== Estratto ==

Ricerca dell'anima che è viaggio interiore ma anche storia pubblica, in certo senso, perché Veronica ci parla di sé ma anche attraverso sé: è tutto il popolo latino americano, a stare su un'imbarcazione, nei perigli di una navigazione che lo porta verso una rinnovata civiltà di benessere, mosso da un progetto di liberazione - dalla povertà e dagli eccessi del liberismo capitalista - e traguardando la meta durante il cammino - si veda ad esempio El barquo che camina.
In questo senso, se a una prima lettura può non apparire immediato il riferimento a una temperie storico/sociale determinata, d'altro canto un approccio più ragionato fa riecheggiare sia pure molto indirettamente quei temi della Teologia della Liberazione che ruotano intorno all'idea del cammino di liberazione del popolo, dall'Egitto della povertà al benessere della Terra promessa. E se ad oggi la Teologia della Liberazione è sfumata, rimane tuttavia un'aura di sofferenza - per questo mi par si possa parlare della produzione di Veronica Garcia nei termini di una melodia rocciosa - a ricordare la storia di un popolo e, di riflesso, di una vita: i vestiti senza corpi e il prato color del sangue che danno l'impronta di sé alle opere e Veredas que yo pise I sono lì a ricordarci che l'artista, anche quando parla il linguaggio più intimista, è spettatrice e custode di una memoria che è sua ma anche di tutti.

===

## Consegna:
Continua il testo sulle opere di Veronica Garcia, ripartendo subito dopo la sua ultima frase.

== Dati grezzi ==

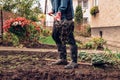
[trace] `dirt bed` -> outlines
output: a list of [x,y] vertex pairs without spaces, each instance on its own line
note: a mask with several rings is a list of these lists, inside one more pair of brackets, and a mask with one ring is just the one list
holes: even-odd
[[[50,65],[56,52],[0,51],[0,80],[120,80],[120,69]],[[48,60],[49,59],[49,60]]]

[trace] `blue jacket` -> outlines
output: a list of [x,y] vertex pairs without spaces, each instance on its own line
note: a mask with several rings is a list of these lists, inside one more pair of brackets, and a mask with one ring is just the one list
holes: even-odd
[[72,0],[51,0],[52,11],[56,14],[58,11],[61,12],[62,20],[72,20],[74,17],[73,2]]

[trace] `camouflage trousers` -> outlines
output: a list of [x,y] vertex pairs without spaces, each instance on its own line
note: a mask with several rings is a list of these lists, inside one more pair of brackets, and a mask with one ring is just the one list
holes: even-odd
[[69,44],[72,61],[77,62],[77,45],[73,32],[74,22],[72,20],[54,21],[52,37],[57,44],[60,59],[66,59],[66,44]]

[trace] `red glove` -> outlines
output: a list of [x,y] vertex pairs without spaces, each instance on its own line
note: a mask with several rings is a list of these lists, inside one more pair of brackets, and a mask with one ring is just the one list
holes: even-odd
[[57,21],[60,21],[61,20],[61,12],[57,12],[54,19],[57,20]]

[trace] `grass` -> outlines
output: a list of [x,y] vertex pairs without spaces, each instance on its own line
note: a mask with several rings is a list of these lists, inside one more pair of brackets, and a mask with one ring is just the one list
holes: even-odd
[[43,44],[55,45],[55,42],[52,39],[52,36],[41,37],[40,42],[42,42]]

===
== Dati grezzi ==

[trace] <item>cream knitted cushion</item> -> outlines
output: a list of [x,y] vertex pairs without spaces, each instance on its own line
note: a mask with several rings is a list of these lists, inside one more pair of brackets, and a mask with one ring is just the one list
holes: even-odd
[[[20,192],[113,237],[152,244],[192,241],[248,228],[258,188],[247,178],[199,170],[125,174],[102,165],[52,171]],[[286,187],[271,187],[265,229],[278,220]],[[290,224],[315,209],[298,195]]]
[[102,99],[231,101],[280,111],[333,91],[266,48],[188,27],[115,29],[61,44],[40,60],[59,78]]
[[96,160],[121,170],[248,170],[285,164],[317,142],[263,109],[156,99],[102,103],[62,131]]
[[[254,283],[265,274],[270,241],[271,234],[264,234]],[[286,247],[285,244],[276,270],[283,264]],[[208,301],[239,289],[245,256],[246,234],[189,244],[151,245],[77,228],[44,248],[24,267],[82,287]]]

===

## Risultato:
E sempre attraverso quella stessa dinamica ermeneutica fra prima e seconda lettura è possibile altresì individuare nell'opera della pittrice argentina un canto alla coscienza collettiva, nella fattispecie incarnata in quell'apparato psichico universale che l'analista svizzero Carl Gustav Jung identificò come inconscio collettivo, vale a dire quella serie di elementi simbolici che danno forma e sostanza alla nostra vita onirica e che per il loro valore universale prescindono - anche se da lì partono - dalla connotazione personale investendo noi stessi in quanto specie animale atavica dotata d'anima.
Del resto i riferimenti qui ci sono tutti: vestiti senza corpi e zapatillas a determinare l'assorbimento di un'identità interiore che a dispetto del sé esteriore cangiante e transeunte resta immutabile come il ricordo e fissa come l'ombra, nonché le barche a identificazione del viaggio e della speranza simbolici e reali a un tempo secondo lo schema simbolico testé delineato.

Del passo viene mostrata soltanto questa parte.